**Text:**
....................

A potential relocation of community paramedicine offices led to a discussion around paramedic service inequalities in Muskoka.
In a report to The District of Muskoka Health Services Committee, it was announced that a proposed relocation of the community paramedicine offices to the Port Carling Paramedic station would no longer take place. The report states that this decision is to ensure that the paramedic station remains within its established budget costs.
The program aims to keep people in their homes longer by assisting to keep them healthy and connect them with services that were otherwise unknown to them.
The report notes that these cost-saving measures will bring noticeable cost savings to the station. The variance in costs for the construction is estimated to be between $363,496 and $1,364,123 with final construction costs estimated between $4,549670 and $3,583,570. The report states that the staff have worked with contractors to reduce costs, with the most significant change being the elimination of community paramedicine offices.
But the decision to not relocate the community paramedicine offices to Port Carling led to a discussion about who gets serviced by these paramedicine services. Muskoka Lakes Councillor Ruth-Ellen Nishikawa stated that many of these services are not available to residents in Muskoka Lakes. She went on to say that she only wants the residents in Muskoka Lakes to have the same services that other towns in the District do.

....................

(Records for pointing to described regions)
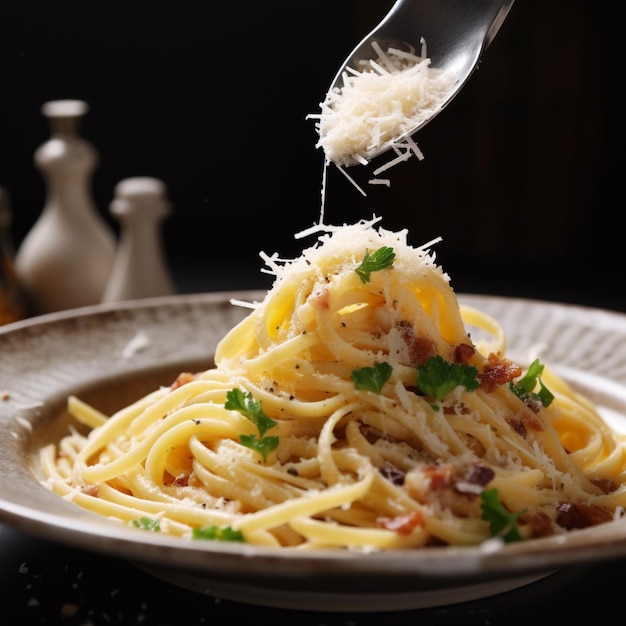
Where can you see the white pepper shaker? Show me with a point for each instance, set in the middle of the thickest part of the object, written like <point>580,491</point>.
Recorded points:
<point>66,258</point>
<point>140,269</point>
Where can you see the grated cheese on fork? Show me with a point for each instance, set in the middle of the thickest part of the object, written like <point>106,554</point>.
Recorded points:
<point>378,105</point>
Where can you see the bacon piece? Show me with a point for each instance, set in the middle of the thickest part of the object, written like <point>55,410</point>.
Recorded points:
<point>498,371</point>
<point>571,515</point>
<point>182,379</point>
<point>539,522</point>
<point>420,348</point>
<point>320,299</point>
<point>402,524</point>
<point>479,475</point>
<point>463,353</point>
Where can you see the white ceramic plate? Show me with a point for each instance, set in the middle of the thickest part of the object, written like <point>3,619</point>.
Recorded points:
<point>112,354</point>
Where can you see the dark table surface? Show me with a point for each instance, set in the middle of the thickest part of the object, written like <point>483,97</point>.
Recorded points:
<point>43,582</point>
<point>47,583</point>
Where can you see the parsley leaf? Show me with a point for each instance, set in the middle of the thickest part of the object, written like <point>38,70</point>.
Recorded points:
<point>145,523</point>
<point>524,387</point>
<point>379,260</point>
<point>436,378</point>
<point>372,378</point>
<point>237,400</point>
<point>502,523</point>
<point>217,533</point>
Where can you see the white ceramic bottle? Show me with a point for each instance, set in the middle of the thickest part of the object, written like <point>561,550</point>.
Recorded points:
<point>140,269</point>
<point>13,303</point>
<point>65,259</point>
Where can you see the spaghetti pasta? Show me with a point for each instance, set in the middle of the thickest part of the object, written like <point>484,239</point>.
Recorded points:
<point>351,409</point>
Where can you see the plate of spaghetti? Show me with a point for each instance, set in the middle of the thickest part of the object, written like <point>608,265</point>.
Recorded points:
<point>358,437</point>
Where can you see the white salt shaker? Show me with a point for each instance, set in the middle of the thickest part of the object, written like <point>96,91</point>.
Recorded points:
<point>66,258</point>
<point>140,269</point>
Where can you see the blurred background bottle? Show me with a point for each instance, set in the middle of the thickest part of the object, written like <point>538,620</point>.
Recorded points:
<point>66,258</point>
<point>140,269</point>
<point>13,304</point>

....................

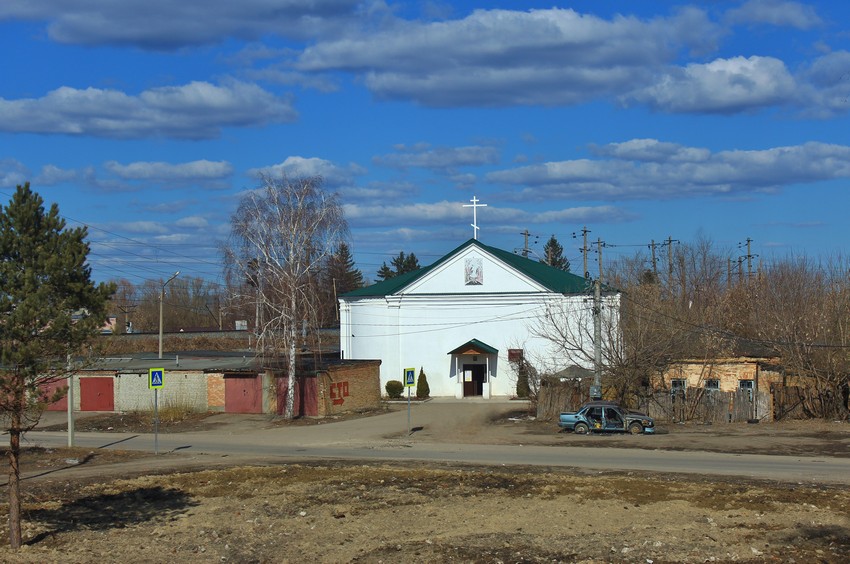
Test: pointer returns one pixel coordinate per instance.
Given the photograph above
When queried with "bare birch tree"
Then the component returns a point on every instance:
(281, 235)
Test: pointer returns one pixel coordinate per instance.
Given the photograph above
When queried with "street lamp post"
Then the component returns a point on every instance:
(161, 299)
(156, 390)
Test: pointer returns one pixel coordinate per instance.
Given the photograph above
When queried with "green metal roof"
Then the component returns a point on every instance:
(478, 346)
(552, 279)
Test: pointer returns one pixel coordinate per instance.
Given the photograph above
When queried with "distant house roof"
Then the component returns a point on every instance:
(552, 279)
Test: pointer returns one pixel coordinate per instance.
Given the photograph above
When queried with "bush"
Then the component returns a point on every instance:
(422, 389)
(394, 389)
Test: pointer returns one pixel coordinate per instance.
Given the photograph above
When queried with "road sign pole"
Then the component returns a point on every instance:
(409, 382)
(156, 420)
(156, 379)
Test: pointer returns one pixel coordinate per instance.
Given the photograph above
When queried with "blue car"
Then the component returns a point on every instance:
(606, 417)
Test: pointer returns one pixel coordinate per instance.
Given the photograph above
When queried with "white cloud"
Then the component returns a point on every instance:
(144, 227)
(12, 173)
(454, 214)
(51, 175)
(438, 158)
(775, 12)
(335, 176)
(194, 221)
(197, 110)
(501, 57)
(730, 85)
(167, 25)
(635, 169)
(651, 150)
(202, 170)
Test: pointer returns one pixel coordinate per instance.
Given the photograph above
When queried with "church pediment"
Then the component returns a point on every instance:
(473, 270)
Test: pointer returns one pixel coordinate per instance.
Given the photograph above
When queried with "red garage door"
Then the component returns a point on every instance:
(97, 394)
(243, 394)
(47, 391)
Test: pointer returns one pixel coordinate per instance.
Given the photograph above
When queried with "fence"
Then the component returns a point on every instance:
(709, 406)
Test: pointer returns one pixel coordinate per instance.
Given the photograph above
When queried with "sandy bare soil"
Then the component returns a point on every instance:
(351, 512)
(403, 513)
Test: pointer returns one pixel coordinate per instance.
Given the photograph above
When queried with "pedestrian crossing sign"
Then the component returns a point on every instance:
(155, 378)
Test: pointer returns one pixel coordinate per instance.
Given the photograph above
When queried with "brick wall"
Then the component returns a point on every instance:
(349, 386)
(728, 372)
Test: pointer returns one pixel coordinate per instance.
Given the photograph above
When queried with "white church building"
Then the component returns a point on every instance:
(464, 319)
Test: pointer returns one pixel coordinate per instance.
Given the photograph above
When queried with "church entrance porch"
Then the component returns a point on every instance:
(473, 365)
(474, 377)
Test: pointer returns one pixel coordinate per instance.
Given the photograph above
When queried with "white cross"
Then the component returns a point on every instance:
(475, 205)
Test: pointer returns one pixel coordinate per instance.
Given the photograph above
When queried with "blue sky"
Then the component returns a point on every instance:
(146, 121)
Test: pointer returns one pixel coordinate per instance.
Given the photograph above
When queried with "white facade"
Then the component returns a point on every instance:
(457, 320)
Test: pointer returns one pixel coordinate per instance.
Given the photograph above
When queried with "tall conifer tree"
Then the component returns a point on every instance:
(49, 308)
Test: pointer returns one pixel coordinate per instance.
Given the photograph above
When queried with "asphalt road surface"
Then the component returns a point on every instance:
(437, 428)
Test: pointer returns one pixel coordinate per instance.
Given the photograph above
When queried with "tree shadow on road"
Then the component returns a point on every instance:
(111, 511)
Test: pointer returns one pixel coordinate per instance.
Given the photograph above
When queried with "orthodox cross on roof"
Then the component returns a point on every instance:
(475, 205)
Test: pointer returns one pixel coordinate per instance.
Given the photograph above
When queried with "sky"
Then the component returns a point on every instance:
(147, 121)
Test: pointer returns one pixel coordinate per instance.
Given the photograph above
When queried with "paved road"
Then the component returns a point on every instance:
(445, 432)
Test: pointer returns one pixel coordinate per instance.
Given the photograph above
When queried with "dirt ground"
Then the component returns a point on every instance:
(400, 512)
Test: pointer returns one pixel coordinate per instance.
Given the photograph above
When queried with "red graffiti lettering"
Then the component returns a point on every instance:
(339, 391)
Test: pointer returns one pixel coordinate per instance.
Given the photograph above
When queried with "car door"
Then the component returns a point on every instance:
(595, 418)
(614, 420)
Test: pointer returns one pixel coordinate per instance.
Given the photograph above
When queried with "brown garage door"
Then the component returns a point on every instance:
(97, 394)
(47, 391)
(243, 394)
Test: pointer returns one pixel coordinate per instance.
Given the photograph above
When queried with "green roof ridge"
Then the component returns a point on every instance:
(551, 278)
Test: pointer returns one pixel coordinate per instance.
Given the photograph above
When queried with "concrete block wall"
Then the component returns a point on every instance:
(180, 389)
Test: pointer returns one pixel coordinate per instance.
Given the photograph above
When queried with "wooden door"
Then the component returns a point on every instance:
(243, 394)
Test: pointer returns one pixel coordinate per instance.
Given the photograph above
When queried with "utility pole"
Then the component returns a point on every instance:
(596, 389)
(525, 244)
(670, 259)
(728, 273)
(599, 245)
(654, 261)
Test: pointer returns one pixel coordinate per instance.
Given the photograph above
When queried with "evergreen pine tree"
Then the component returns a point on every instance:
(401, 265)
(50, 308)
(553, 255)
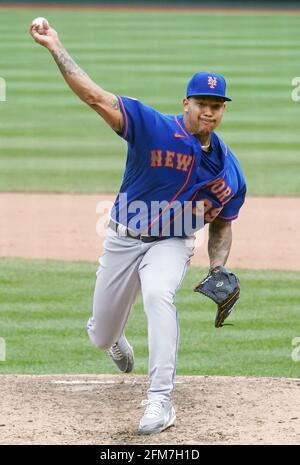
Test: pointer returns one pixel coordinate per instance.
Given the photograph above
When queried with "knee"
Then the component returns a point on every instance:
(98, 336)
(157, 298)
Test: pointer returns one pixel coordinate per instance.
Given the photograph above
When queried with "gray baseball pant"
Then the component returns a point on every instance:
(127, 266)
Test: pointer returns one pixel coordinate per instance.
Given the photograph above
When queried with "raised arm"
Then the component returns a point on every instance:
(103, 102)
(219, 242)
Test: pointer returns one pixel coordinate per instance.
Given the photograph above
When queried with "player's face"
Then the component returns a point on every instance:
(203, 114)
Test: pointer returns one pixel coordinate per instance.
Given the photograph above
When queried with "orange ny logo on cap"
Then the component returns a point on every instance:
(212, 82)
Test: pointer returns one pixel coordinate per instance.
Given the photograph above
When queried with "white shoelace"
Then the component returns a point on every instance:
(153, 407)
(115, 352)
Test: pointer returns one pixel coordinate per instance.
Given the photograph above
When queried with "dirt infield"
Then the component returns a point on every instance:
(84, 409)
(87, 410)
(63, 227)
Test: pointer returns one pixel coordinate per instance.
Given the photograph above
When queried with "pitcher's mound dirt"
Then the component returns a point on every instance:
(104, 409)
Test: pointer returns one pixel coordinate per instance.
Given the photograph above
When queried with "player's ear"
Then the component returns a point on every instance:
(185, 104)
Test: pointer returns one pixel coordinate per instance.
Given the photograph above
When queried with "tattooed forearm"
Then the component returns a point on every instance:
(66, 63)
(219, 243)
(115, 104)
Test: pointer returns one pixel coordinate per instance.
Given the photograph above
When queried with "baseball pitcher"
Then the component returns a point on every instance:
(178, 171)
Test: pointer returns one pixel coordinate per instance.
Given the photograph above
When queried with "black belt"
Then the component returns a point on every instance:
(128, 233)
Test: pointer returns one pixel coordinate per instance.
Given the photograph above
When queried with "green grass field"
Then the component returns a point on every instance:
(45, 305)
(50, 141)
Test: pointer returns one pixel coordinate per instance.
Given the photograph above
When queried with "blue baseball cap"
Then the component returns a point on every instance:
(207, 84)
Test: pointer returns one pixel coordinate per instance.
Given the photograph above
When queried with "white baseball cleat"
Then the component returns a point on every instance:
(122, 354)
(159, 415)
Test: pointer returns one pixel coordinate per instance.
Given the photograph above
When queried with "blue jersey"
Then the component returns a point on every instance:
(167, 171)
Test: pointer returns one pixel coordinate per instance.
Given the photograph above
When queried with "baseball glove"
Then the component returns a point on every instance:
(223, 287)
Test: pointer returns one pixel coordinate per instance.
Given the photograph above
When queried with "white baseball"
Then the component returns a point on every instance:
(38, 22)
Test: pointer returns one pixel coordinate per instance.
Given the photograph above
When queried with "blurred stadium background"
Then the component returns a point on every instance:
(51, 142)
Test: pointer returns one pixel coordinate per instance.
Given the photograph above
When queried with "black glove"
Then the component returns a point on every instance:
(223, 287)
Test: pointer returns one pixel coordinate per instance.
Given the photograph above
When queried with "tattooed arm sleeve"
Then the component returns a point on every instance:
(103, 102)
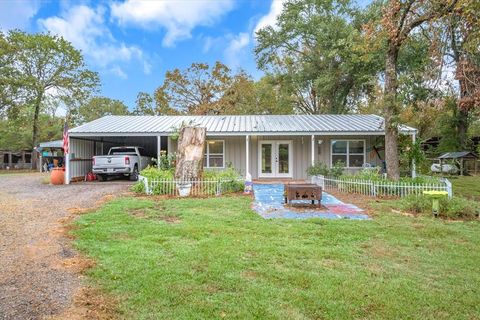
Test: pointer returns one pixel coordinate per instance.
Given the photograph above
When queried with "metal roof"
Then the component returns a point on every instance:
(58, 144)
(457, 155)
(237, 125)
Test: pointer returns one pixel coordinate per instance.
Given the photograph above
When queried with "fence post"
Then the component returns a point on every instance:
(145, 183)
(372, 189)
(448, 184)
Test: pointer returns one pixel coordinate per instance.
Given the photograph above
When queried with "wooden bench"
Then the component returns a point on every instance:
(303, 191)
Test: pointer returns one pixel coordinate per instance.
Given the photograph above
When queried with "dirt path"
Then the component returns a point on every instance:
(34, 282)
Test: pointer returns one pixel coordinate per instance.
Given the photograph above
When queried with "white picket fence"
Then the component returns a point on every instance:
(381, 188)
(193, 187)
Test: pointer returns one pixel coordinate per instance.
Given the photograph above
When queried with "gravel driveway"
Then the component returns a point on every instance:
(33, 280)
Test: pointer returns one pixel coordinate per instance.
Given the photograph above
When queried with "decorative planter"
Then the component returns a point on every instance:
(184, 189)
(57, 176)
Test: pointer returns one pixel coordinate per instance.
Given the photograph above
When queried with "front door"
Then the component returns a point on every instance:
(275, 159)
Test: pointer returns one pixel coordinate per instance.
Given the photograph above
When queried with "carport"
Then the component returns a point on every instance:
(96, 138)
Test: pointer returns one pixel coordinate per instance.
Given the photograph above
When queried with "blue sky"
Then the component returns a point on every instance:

....................

**Work order:**
For the text about community paramedicine in Muskoka, say whether each statement agrees with it, and quote the words that decide it: (a) The community paramedicine offices will be moved to the Port Carling Paramedic station. (b) Staff worked with contractors to bring costs down. (c) Councillor Ruth-Ellen Nishikawa said Muskoka Lakes residents already get the same services as other towns in the District. Answer using only the text about community paramedicine in Muskoka.

**Answer to this problem:**
(a) No: "a proposed relocation of the community paramedicine offices to the Port Carling Paramedic station would no longer take place"
(b) Yes: "the staff have worked with contractors to reduce costs"
(c) No: "many of these services are not available to residents in Muskoka Lakes"